* _WHAT IS REQUIRED_
Can you copy every one of the rows below word for word, leaving each line unchanged?

* _RECORDS FOR PROCESSING_
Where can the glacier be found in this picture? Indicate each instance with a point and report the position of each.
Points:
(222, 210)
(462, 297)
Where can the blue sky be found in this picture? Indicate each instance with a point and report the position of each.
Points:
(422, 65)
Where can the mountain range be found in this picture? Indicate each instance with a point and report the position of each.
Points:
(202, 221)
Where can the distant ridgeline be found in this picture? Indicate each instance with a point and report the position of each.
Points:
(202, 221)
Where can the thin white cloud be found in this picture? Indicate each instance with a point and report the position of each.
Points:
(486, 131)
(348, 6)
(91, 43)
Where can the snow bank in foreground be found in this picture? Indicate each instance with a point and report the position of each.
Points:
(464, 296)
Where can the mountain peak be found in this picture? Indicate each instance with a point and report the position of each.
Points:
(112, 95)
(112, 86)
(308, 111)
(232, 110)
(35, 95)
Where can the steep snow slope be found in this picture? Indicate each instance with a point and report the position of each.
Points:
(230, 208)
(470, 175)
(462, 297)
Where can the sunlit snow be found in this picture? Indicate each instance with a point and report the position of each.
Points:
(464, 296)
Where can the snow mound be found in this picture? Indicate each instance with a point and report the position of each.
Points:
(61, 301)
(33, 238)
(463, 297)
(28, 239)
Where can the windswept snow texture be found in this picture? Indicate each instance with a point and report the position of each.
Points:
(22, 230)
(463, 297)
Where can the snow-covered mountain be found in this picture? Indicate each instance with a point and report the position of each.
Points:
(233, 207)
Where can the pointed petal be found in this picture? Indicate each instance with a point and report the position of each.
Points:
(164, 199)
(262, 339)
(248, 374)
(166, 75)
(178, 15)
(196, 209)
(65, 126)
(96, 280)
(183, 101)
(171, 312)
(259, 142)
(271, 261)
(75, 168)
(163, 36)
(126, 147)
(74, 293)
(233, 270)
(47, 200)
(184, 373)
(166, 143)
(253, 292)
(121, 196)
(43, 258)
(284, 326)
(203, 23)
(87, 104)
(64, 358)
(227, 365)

* _PROBLEM SOLUTION_
Where can the glacier be found in this picture? Indicate each instance with a point and report the position of each.
Points:
(222, 210)
(462, 297)
Where can the blue sky be found in this picture? Indicate each instance with a point and report the position of each.
Points:
(422, 65)
Where can the mountain range be found in this picture? Indicate each instance with a point and report the position of each.
Points:
(202, 221)
Where can the distant ridgeline be found in this picture? Indicate each instance with a point and report the position of each.
Points:
(202, 221)
Where can the thin white cloud be found in this picture? Indicate each instance with a point and report the position of each.
Points:
(486, 131)
(348, 6)
(91, 43)
Where can the snow bank in foreground be found in this picture? Indicate each instance with a point and report the position of each.
Points:
(464, 296)
Where can the mountain peak be found in this picture? Indicate each instance with a point and report the position of each.
Points:
(112, 95)
(112, 86)
(308, 111)
(232, 110)
(35, 95)
Where can the steep snow slope be found in this picture? Indicate each instance with a point and report the position of each.
Points:
(230, 208)
(470, 175)
(462, 297)
Where can the sunlit snow be found in this picture? Indicate each instance with a point and report the position of each.
Points:
(464, 296)
Where can the snow mound be found in this picture? Indicate each instance with a point and report the position of each.
Points:
(61, 301)
(33, 238)
(463, 297)
(28, 239)
Where can the windswept snow texture be found in this picture? Indicate each instance with a point and report the position of each.
Points:
(22, 230)
(463, 297)
Where can the snow-covered mountain be found in this picture? Indicate each instance with a point and report the position of each.
Points:
(233, 207)
Where can the pointed petal be found in this picture? Indicate each instance with a point and report the position of each.
Points:
(164, 199)
(262, 339)
(248, 374)
(166, 75)
(178, 15)
(196, 209)
(65, 126)
(96, 280)
(183, 101)
(171, 312)
(259, 142)
(271, 261)
(75, 168)
(163, 36)
(126, 147)
(74, 293)
(233, 270)
(47, 200)
(184, 373)
(166, 143)
(253, 292)
(121, 196)
(43, 258)
(284, 326)
(203, 23)
(87, 104)
(64, 358)
(227, 365)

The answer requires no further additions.